* Records for this task *
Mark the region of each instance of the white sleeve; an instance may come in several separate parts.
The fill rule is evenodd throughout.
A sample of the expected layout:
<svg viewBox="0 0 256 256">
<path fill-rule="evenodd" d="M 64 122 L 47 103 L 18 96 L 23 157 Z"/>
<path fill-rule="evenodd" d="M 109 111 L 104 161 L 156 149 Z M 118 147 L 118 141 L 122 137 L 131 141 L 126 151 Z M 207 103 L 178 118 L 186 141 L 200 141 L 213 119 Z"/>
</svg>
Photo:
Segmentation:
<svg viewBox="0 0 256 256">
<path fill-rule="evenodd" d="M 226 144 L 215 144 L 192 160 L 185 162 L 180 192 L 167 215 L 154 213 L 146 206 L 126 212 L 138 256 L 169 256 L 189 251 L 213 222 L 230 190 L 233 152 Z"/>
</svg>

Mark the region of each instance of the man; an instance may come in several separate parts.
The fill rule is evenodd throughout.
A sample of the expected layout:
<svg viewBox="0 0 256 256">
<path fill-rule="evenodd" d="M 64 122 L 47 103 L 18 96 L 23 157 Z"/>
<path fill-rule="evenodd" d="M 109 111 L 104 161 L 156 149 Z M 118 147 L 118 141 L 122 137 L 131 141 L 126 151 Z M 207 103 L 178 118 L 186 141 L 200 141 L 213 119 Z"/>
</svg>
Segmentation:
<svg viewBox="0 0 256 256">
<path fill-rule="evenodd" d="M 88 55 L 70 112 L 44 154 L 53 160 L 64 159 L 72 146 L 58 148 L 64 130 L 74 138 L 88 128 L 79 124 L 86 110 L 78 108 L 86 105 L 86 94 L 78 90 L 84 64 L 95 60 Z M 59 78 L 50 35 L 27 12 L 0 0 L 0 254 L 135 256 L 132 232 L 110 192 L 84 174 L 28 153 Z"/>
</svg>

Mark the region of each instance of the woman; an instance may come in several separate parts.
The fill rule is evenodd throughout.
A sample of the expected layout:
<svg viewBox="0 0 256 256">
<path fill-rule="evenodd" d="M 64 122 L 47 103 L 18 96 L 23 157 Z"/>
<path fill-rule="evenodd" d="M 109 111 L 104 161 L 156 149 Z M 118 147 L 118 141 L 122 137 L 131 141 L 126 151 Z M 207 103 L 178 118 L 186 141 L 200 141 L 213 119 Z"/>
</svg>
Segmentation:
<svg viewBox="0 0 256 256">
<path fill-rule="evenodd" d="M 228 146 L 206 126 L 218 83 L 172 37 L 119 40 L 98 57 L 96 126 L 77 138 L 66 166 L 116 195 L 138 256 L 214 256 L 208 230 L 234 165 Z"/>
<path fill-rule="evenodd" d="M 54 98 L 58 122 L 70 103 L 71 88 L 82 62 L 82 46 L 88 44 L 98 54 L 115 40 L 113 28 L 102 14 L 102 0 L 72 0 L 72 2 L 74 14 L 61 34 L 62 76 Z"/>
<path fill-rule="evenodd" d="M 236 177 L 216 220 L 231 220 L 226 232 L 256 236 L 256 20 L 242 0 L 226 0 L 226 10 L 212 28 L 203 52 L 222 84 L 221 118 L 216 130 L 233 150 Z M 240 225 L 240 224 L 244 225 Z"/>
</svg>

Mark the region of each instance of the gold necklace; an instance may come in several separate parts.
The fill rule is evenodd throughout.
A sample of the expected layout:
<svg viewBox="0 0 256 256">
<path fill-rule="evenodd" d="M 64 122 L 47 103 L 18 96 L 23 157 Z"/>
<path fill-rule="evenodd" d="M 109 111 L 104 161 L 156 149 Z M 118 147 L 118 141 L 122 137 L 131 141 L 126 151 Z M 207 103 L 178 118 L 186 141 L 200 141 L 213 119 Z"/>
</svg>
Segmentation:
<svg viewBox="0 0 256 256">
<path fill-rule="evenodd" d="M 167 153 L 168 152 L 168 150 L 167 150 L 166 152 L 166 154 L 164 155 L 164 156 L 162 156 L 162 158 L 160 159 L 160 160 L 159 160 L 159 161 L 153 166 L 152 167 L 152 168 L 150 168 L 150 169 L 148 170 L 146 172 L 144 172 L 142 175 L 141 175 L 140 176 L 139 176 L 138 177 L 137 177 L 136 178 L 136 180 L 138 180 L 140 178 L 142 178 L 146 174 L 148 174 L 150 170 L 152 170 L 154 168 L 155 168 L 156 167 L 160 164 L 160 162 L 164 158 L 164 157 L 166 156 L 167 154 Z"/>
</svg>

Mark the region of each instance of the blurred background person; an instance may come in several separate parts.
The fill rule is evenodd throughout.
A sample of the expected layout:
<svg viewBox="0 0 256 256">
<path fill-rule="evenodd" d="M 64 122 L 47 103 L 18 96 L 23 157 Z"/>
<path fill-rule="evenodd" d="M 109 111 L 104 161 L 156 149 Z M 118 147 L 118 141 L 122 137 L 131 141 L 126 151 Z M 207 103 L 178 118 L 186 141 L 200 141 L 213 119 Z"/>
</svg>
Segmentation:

* Aim *
How many lines of the data above contain the word "come"? Reply with the number only.

* Complete output *
5